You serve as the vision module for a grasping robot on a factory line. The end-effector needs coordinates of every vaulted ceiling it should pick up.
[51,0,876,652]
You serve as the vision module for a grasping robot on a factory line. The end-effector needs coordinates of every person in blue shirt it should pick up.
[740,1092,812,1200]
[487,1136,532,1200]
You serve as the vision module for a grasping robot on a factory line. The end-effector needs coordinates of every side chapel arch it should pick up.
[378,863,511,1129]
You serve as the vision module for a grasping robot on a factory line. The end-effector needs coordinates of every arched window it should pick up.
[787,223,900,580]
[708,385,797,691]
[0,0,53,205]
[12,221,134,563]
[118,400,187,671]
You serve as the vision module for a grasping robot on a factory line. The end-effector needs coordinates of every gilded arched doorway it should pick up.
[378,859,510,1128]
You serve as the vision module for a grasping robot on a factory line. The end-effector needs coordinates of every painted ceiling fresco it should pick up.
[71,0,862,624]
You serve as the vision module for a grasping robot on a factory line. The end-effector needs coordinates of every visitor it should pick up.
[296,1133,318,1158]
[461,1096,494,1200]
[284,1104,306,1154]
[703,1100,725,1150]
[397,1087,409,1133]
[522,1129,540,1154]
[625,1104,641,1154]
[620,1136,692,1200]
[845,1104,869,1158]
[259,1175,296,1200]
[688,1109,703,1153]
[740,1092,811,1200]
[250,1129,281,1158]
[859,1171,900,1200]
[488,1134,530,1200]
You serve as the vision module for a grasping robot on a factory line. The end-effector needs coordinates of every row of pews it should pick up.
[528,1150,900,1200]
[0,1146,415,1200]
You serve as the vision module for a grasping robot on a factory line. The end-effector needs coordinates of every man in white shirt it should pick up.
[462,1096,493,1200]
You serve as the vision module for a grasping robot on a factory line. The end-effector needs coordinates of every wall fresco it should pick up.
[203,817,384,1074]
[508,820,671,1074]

...

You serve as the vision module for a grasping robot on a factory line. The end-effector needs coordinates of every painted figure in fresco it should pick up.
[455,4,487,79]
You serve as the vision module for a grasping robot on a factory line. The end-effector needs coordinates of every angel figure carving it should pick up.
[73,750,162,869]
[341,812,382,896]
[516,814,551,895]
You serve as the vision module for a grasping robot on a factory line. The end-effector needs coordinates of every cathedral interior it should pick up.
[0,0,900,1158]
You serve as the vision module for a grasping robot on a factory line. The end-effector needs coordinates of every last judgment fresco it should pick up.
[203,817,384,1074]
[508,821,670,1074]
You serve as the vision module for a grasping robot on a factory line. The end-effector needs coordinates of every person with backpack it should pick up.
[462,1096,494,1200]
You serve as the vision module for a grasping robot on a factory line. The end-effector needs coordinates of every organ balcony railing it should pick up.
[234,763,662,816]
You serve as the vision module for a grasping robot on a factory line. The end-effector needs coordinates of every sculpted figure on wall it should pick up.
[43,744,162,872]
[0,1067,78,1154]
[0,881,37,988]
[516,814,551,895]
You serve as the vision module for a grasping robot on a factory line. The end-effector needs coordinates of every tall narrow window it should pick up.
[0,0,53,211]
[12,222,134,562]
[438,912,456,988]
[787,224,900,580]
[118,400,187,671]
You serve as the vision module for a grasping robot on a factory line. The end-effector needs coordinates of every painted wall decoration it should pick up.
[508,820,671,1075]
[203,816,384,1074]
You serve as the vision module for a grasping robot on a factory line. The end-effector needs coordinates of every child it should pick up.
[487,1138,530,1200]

> _The exercise_
Can you lay out the rows above as a numbered list, starting with the line that contains "ceiling fresco it should pick up." and ending with the line that contains "[508,820,671,1074]", both included, with blank lines omitted?

> _Solution_
1. You serve as the vision module for a grasping robot on a factory line. The end-effector needs coordinates of every painted ceiling fresco it should pick up.
2. [71,0,862,624]
3. You serve as the vision module for a grasping robot on a factory line. The end-effector needs coordinates of every visitor it should pick up.
4. [296,1133,318,1158]
5. [461,1096,494,1200]
6. [284,1104,306,1154]
7. [703,1100,725,1150]
8. [397,1087,409,1133]
9. [522,1129,540,1154]
10. [625,1104,641,1154]
11. [620,1136,692,1200]
12. [845,1104,869,1158]
13. [259,1175,296,1200]
14. [688,1109,703,1153]
15. [740,1092,811,1200]
16. [250,1129,281,1158]
17. [859,1171,900,1200]
18. [488,1134,530,1200]
19. You serve as the vision module for a grasping robot on a factory line. The end-effector needs coordinates of every row of pews it should pick up.
20. [528,1150,900,1200]
21. [0,1146,415,1200]
22. You serve as the vision module for a grasping robot on a factory line. The end-effector needs coordinates of every man in white shirt it should pick up.
23. [462,1096,493,1200]
24. You serve as the vision module for a grasping robot on a factory line. The end-effector needs coordinates of every wall fresco it should pick up.
25. [203,817,384,1074]
26. [508,820,671,1074]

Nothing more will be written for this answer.